### Task description
Copy all of the material below word for word and line for line, leaving out the pictures.

^^^^^^^^

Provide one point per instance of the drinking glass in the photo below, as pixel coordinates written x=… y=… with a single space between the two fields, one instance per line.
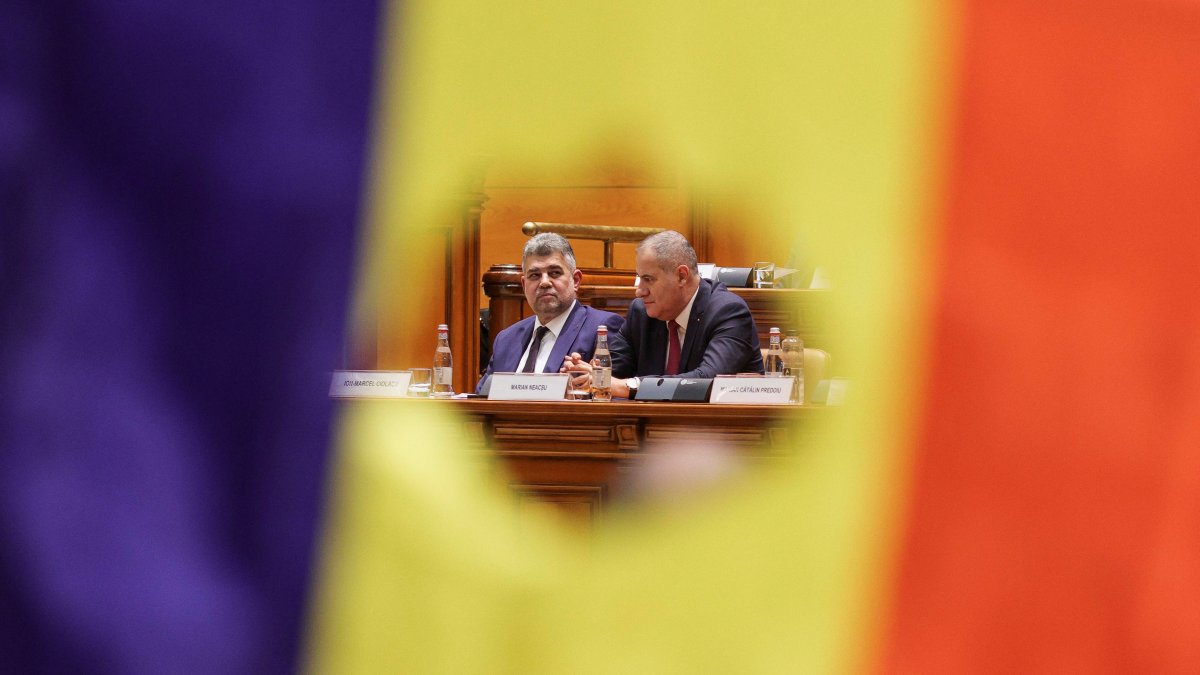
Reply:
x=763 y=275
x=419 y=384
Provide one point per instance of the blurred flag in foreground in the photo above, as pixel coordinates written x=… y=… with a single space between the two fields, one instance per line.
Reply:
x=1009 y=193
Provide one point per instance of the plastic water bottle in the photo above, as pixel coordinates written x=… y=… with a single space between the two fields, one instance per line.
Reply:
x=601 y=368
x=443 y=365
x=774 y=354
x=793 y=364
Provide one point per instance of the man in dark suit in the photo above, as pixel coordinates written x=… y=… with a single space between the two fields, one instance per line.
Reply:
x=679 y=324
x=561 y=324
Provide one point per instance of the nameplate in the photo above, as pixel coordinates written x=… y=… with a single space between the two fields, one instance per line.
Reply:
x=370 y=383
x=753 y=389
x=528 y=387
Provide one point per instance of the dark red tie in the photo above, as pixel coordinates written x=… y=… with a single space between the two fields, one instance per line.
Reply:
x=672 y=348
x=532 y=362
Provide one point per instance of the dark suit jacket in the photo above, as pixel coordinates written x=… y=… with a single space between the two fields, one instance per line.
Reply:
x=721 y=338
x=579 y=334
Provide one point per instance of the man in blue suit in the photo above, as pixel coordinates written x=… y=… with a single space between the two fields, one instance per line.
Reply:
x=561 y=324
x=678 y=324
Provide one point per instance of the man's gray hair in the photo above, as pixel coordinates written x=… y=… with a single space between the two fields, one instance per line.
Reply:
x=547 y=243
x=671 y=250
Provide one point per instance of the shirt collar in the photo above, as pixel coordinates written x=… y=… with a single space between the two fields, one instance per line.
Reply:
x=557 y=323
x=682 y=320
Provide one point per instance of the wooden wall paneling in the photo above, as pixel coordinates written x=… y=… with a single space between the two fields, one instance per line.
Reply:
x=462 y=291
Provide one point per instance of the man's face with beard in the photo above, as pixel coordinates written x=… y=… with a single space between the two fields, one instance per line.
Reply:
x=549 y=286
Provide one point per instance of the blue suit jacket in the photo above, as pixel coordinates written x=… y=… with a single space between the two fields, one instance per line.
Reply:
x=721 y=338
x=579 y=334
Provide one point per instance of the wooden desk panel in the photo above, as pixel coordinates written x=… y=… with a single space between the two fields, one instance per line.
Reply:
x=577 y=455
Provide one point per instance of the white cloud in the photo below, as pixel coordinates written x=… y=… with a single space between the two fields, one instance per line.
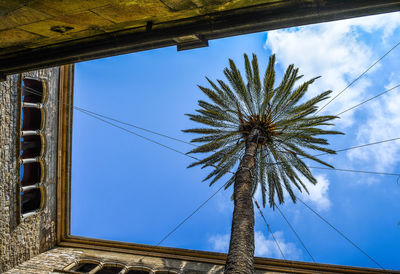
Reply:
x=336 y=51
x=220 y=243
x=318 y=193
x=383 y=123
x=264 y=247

^^^^^^^^

### Output of the exercise
Provide one point per instance of the drinking glass in the photo below, as pixel coordinates written x=… y=… with a single space between the two fields, one instance per line.
Reply:
x=763 y=275
x=419 y=384
Provide one point per instance of the blurred flag in foreground in the photo above, as pixel coordinates written x=… y=… with a single space between the two fields, one instance per line.
Reply:
x=1009 y=193
Provide one point per instance of the plastic water bottle in the photo above, as pixel coordinates written x=… y=… with a single space between the two fields, one instance per line.
Reply:
x=601 y=368
x=443 y=365
x=774 y=354
x=793 y=364
Provide one point per instance of the man in dark suit in the photo above, as pixel coordinates written x=… y=… with a single space between the two fields, one instance per line.
Reply:
x=679 y=324
x=561 y=324
Provide one point per instance of the nameplate in the photo above, as pixel coordinates written x=… y=… with a single space between the two fields, one instance per line.
Reply:
x=370 y=383
x=753 y=389
x=528 y=387
Provide one point per instance of the dark red tie in the photo above, as pixel coordinates written x=… y=… with a single space between the two fields, one instance per line.
Reply:
x=672 y=348
x=532 y=362
Provide one point per instance of the dark suit jacket in the photo above, as pixel coordinates written x=… y=… with a single space between the two fields, one instance per line.
Reply:
x=721 y=338
x=579 y=334
Provide one point per instance of the man in blue suit in the photo above, as pixel coordinates written x=… y=… with a single space between the two fields, one instance per line.
Reply:
x=561 y=324
x=678 y=324
Provide one point per instance of the man's gray hair in the photo above, as pixel coordinates written x=… y=… with a single space between the two fields, one instance per line.
Reply:
x=547 y=243
x=671 y=250
Provide one point per instance of the shirt collar in the photo above, as pixel coordinates written x=… y=… with a single space between the two fields, one instance per line.
Reply:
x=557 y=323
x=682 y=320
Provide one point per instance of the wooden wall paneling in the photo above, as pixel coordinates written x=… y=… with a single space between the two fields, one instance per line.
Reply:
x=462 y=291
Provide one point per instance of the man's face with beard in the photo above, as pixel coordinates written x=… y=… with a single space between the two fields, one instance per line.
Reply:
x=549 y=286
Provide one point per instance of the blue suit jacket in the photo above, as pixel coordinates written x=… y=… with a single space between the two fields, one instance per line.
Reply:
x=721 y=338
x=579 y=334
Provide one point per instance of the wooden desk panel in the photo above, as pixel coordinates written x=… y=… with a single space between the two fields, one instance per line.
Reply:
x=577 y=455
Provide one point per instance of the white cloud in the photo below, as pixel coordinates written x=… y=… with a single space between the two fields, one instance per line.
Reply:
x=336 y=51
x=220 y=243
x=318 y=193
x=383 y=123
x=264 y=247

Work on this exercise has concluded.